* Information provided *
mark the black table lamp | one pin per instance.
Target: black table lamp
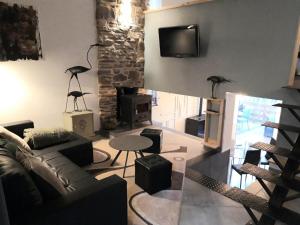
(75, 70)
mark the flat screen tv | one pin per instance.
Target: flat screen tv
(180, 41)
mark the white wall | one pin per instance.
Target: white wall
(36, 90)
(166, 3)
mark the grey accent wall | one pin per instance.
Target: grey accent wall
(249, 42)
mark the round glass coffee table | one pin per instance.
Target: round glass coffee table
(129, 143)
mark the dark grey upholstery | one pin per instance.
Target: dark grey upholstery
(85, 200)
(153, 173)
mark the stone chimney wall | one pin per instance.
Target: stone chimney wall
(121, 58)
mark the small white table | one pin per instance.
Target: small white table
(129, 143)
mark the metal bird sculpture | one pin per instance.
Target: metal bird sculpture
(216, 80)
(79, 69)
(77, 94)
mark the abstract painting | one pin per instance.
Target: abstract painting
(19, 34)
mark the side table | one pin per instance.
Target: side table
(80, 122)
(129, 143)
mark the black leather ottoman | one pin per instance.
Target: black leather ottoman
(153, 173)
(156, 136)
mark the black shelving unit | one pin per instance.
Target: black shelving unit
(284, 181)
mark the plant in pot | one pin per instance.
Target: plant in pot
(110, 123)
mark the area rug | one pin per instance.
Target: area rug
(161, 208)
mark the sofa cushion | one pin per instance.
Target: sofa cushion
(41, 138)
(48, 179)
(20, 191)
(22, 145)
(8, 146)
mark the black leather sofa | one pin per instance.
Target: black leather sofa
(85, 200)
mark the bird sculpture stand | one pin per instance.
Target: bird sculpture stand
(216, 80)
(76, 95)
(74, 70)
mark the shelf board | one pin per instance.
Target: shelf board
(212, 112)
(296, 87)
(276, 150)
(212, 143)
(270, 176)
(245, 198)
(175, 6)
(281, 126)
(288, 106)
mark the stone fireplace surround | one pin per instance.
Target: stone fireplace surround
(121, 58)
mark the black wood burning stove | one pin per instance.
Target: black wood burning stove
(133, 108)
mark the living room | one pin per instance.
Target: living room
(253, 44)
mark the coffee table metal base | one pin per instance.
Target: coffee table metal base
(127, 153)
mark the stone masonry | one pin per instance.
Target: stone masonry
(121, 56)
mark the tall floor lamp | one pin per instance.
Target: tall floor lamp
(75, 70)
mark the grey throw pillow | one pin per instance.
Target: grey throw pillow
--
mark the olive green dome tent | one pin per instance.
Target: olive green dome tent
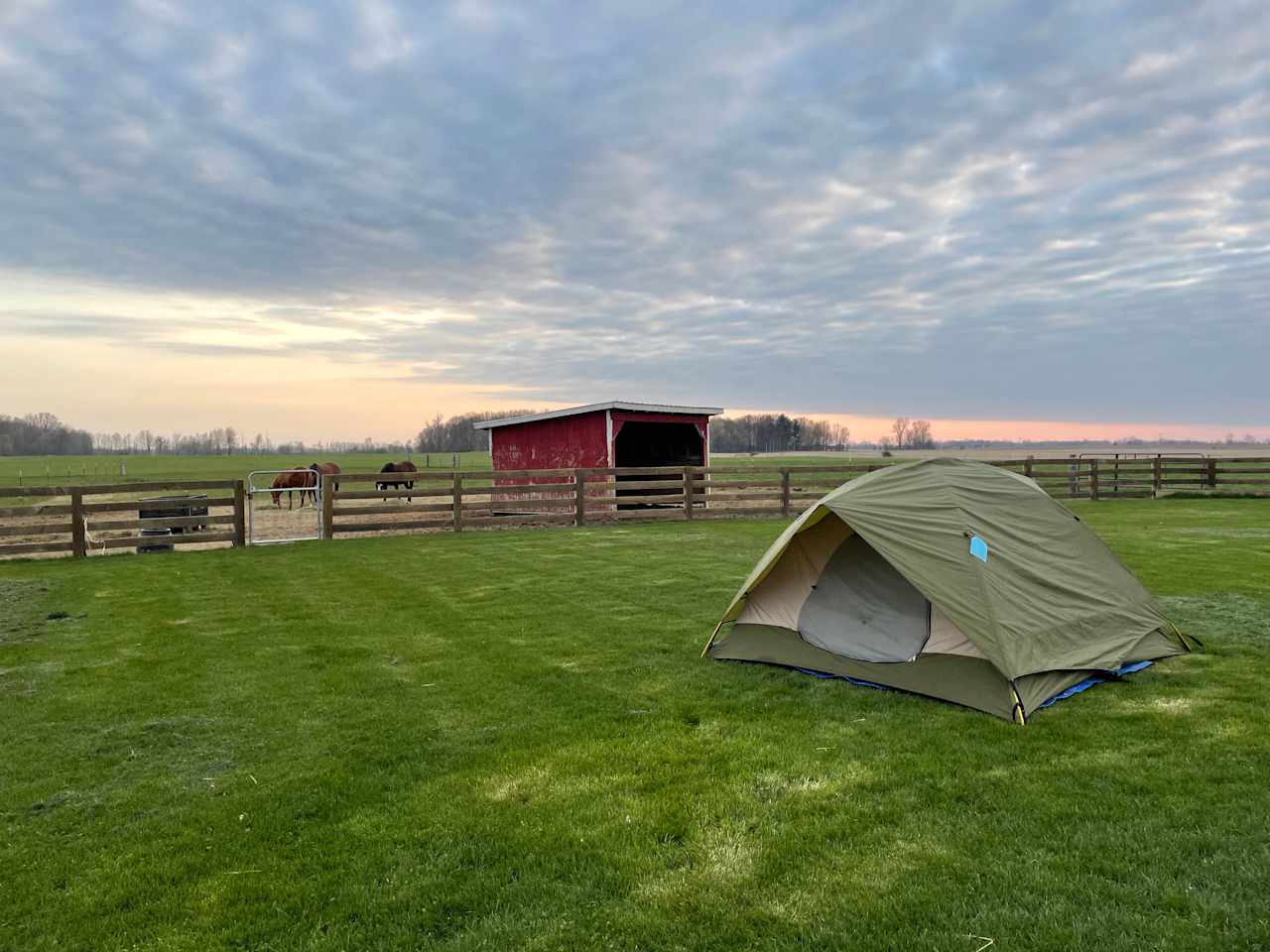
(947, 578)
...
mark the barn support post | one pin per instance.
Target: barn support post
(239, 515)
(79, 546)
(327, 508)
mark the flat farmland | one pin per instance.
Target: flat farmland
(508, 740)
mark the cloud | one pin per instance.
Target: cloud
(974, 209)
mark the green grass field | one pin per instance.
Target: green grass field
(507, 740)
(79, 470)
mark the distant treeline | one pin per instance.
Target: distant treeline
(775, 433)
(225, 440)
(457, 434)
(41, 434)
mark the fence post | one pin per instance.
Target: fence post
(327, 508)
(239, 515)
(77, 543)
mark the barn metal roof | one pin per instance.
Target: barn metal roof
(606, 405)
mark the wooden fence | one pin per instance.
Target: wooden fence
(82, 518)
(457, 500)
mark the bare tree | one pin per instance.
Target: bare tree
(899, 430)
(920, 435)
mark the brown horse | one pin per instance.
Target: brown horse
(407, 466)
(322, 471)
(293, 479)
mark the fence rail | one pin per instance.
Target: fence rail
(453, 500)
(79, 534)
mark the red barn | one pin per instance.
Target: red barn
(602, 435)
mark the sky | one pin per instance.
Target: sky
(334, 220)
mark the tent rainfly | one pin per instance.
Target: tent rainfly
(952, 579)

* Prompt *
Rewrite the records starting at the line that contains "mark the tall" and ending at the line that contains "Target: grey throw pillow", renaming "floor lamp" to "standing lamp" and leaving everything else as it is.

* Answer to the problem *
mark the tall standing lamp | one pin per instance.
Target: tall standing lamp
(75, 70)
mark the grey throw pillow | one pin per instance.
Target: grey throw pillow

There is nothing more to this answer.